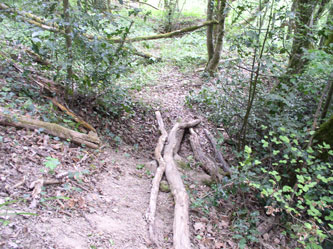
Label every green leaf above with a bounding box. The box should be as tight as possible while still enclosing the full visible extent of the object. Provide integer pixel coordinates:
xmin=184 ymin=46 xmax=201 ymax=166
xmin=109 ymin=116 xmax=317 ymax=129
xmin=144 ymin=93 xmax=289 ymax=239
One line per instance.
xmin=279 ymin=136 xmax=290 ymax=144
xmin=244 ymin=145 xmax=252 ymax=155
xmin=261 ymin=139 xmax=268 ymax=148
xmin=304 ymin=222 xmax=312 ymax=230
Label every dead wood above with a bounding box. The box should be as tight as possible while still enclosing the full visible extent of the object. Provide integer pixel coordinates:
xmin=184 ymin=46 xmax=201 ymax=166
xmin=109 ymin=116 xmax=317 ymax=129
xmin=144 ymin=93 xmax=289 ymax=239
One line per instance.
xmin=146 ymin=111 xmax=168 ymax=245
xmin=190 ymin=128 xmax=221 ymax=181
xmin=0 ymin=3 xmax=218 ymax=43
xmin=163 ymin=120 xmax=200 ymax=249
xmin=204 ymin=129 xmax=232 ymax=175
xmin=0 ymin=108 xmax=100 ymax=149
xmin=29 ymin=177 xmax=44 ymax=208
xmin=48 ymin=98 xmax=96 ymax=133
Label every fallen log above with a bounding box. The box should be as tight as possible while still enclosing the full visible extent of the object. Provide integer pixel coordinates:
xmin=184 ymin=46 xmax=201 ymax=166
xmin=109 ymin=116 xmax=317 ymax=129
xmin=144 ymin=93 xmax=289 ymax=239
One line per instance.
xmin=146 ymin=111 xmax=168 ymax=246
xmin=204 ymin=129 xmax=232 ymax=175
xmin=0 ymin=3 xmax=218 ymax=43
xmin=0 ymin=108 xmax=100 ymax=149
xmin=190 ymin=128 xmax=222 ymax=181
xmin=163 ymin=120 xmax=200 ymax=249
xmin=47 ymin=97 xmax=96 ymax=133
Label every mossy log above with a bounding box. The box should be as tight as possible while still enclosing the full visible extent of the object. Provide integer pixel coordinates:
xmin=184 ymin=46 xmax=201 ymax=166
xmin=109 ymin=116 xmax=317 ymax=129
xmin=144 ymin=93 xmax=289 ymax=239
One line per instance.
xmin=0 ymin=108 xmax=100 ymax=149
xmin=0 ymin=3 xmax=218 ymax=43
xmin=163 ymin=120 xmax=200 ymax=249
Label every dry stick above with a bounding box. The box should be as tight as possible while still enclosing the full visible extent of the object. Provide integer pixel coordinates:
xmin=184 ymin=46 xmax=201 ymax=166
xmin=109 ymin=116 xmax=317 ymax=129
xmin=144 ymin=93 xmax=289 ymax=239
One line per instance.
xmin=0 ymin=108 xmax=100 ymax=149
xmin=163 ymin=119 xmax=200 ymax=249
xmin=204 ymin=129 xmax=232 ymax=175
xmin=190 ymin=128 xmax=221 ymax=181
xmin=46 ymin=97 xmax=96 ymax=133
xmin=146 ymin=111 xmax=168 ymax=245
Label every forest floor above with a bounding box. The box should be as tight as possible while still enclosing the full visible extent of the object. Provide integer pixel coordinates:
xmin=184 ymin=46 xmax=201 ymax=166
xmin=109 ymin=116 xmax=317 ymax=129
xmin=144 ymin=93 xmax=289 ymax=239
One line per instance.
xmin=0 ymin=60 xmax=244 ymax=249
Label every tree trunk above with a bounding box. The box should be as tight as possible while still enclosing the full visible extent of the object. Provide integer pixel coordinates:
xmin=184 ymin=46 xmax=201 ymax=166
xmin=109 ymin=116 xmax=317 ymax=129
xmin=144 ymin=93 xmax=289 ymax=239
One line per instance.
xmin=206 ymin=0 xmax=214 ymax=61
xmin=63 ymin=0 xmax=74 ymax=93
xmin=287 ymin=0 xmax=317 ymax=75
xmin=320 ymin=73 xmax=333 ymax=122
xmin=323 ymin=3 xmax=333 ymax=53
xmin=314 ymin=116 xmax=333 ymax=160
xmin=205 ymin=0 xmax=227 ymax=75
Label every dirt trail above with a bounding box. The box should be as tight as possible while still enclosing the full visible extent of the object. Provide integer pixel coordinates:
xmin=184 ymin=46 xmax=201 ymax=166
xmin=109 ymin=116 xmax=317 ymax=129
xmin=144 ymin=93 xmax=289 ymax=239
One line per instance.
xmin=0 ymin=65 xmax=208 ymax=249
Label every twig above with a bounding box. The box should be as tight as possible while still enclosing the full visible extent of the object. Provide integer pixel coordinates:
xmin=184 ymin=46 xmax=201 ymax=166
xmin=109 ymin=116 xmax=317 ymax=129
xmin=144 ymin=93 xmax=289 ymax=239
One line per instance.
xmin=146 ymin=111 xmax=168 ymax=245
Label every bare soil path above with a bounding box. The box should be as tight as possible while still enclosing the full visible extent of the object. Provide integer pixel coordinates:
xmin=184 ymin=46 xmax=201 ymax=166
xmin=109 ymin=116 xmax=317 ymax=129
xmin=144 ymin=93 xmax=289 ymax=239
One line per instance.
xmin=0 ymin=67 xmax=220 ymax=249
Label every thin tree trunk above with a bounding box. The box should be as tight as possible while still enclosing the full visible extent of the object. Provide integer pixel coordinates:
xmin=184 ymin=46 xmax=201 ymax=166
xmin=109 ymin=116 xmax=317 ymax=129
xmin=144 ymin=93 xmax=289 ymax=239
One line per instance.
xmin=239 ymin=0 xmax=275 ymax=149
xmin=287 ymin=0 xmax=317 ymax=75
xmin=320 ymin=73 xmax=333 ymax=123
xmin=63 ymin=0 xmax=74 ymax=93
xmin=205 ymin=0 xmax=227 ymax=75
xmin=206 ymin=0 xmax=214 ymax=62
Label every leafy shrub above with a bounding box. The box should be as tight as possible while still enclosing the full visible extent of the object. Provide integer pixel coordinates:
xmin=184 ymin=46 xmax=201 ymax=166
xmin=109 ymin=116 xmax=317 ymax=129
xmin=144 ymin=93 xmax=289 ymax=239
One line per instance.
xmin=234 ymin=127 xmax=333 ymax=248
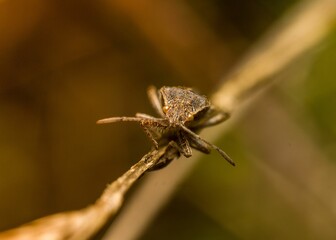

§ GIVEN EXERCISE: Rewrite all the records above, replacing "integer pixel coordinates" with "whole-number pixel coordinates" and changing nothing else. Leave the pictures out.

§ PROBLEM SOLUTION:
Label every green leaf above with a bounding box. The box should be as tight as possible while still enclosing the full visible extent of the object. Provide whole-number pixel coordinates:
xmin=184 ymin=46 xmax=201 ymax=166
xmin=109 ymin=116 xmax=317 ymax=129
xmin=144 ymin=93 xmax=289 ymax=239
One line per instance.
xmin=279 ymin=136 xmax=290 ymax=144
xmin=244 ymin=145 xmax=252 ymax=155
xmin=261 ymin=139 xmax=268 ymax=148
xmin=304 ymin=222 xmax=312 ymax=230
Label every dead wood above with a bounding box. The box should be as tight as possible while still enclosing the full visible extent of the object. Provide whole-number pixel coordinates:
xmin=184 ymin=46 xmax=201 ymax=166
xmin=109 ymin=116 xmax=317 ymax=129
xmin=144 ymin=93 xmax=289 ymax=239
One line per instance.
xmin=146 ymin=111 xmax=168 ymax=245
xmin=190 ymin=128 xmax=221 ymax=181
xmin=0 ymin=3 xmax=218 ymax=43
xmin=163 ymin=120 xmax=200 ymax=249
xmin=204 ymin=129 xmax=232 ymax=175
xmin=0 ymin=108 xmax=100 ymax=149
xmin=29 ymin=177 xmax=44 ymax=208
xmin=48 ymin=98 xmax=96 ymax=133
Label every fallen log above with a bounding box. The box should be as tight as possible while still enclosing the full visible extent of the object. Provide whole-number pixel coordinates:
xmin=184 ymin=46 xmax=201 ymax=166
xmin=109 ymin=116 xmax=317 ymax=129
xmin=144 ymin=93 xmax=289 ymax=239
One line per instance.
xmin=146 ymin=111 xmax=168 ymax=246
xmin=204 ymin=129 xmax=232 ymax=175
xmin=0 ymin=3 xmax=218 ymax=43
xmin=0 ymin=108 xmax=100 ymax=149
xmin=190 ymin=128 xmax=222 ymax=181
xmin=163 ymin=120 xmax=200 ymax=249
xmin=47 ymin=97 xmax=96 ymax=133
Label every mossy log above with a bounding box. The box should be as tight as possible while still enclosing the full visible extent of the object. Provide whole-number pixel coordinates:
xmin=184 ymin=46 xmax=201 ymax=166
xmin=109 ymin=116 xmax=317 ymax=129
xmin=144 ymin=93 xmax=289 ymax=239
One line per instance.
xmin=0 ymin=108 xmax=100 ymax=149
xmin=0 ymin=3 xmax=218 ymax=43
xmin=163 ymin=120 xmax=200 ymax=249
Label every dry stick above with a bounding box. The box should be as tight as possible while still enclosing the full visible extent of the object. Provide whole-number pixel coordinates:
xmin=184 ymin=46 xmax=201 ymax=166
xmin=109 ymin=116 xmax=317 ymax=129
xmin=144 ymin=93 xmax=289 ymax=239
One line per instance.
xmin=0 ymin=108 xmax=100 ymax=149
xmin=163 ymin=119 xmax=200 ymax=249
xmin=204 ymin=129 xmax=232 ymax=175
xmin=190 ymin=128 xmax=221 ymax=181
xmin=46 ymin=97 xmax=96 ymax=133
xmin=146 ymin=111 xmax=168 ymax=245
Label every forest floor above with a bounding box. The box should be as tight as possible while still enclosing the full visible extent of the object. Provide whole-number pixel coordinates:
xmin=184 ymin=46 xmax=201 ymax=166
xmin=109 ymin=116 xmax=317 ymax=129
xmin=144 ymin=93 xmax=289 ymax=239
One line per instance.
xmin=0 ymin=60 xmax=244 ymax=249
Label every tree trunk above with a bounding box. The box should be as tight as possible while still enclosing the full visible extent of the object. Provide whole-number pixel coordinates:
xmin=184 ymin=46 xmax=201 ymax=166
xmin=109 ymin=116 xmax=317 ymax=129
xmin=144 ymin=93 xmax=289 ymax=239
One line per instance.
xmin=206 ymin=0 xmax=214 ymax=61
xmin=63 ymin=0 xmax=74 ymax=93
xmin=287 ymin=0 xmax=317 ymax=75
xmin=320 ymin=73 xmax=333 ymax=122
xmin=323 ymin=3 xmax=333 ymax=53
xmin=314 ymin=116 xmax=333 ymax=160
xmin=205 ymin=0 xmax=227 ymax=75
Label every dirt trail above with a bounding box. The box should be as tight as possible while still enclosing the full visible extent of the object. Provide whole-number pixel coordinates:
xmin=184 ymin=46 xmax=201 ymax=166
xmin=109 ymin=116 xmax=317 ymax=129
xmin=144 ymin=93 xmax=289 ymax=239
One line per instance.
xmin=0 ymin=65 xmax=208 ymax=249
Label every twig above with a bounding box. The box should be as tight as possible while still enclosing the full visible extent of the object. Provide whole-number pixel coordinates:
xmin=184 ymin=46 xmax=201 ymax=166
xmin=109 ymin=116 xmax=317 ymax=129
xmin=144 ymin=93 xmax=289 ymax=239
One line per instance.
xmin=146 ymin=111 xmax=168 ymax=245
Label every bare soil path above with a bounding box. The box should be as tight as possible while still enclosing the full visible extent of the object. Provide whole-number pixel coordinates:
xmin=184 ymin=46 xmax=201 ymax=166
xmin=109 ymin=116 xmax=317 ymax=129
xmin=144 ymin=93 xmax=289 ymax=239
One line per instance.
xmin=0 ymin=67 xmax=220 ymax=249
Label every thin tree trunk above with a bounding box. The box should be as tight as possible while still enclosing the full visible extent of the object. Provide whole-number pixel coordinates:
xmin=184 ymin=46 xmax=201 ymax=166
xmin=109 ymin=116 xmax=317 ymax=129
xmin=144 ymin=93 xmax=289 ymax=239
One line per instance.
xmin=239 ymin=0 xmax=275 ymax=149
xmin=287 ymin=0 xmax=317 ymax=75
xmin=320 ymin=73 xmax=333 ymax=123
xmin=63 ymin=0 xmax=74 ymax=93
xmin=205 ymin=0 xmax=227 ymax=75
xmin=206 ymin=0 xmax=214 ymax=62
Label every leafy shrub above with a bounding box. The box should be as tight as possible while still enclosing the full visible extent of the object. Provide whole-number pixel coordinates:
xmin=184 ymin=46 xmax=201 ymax=166
xmin=109 ymin=116 xmax=317 ymax=129
xmin=144 ymin=93 xmax=289 ymax=239
One line per instance.
xmin=234 ymin=127 xmax=333 ymax=248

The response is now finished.